* **What is needed**:
Print all the records exactly as they stand.

* **Supplied data**:

● ● ● ●

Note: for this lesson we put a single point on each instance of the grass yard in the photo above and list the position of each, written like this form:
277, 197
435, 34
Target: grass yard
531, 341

● ● ● ●

* **Final answer**:
Note: for this lesson we put a single point on each instance of the grass yard in the photo above and list the position of each, written like this form:
277, 197
435, 34
Target: grass yard
531, 341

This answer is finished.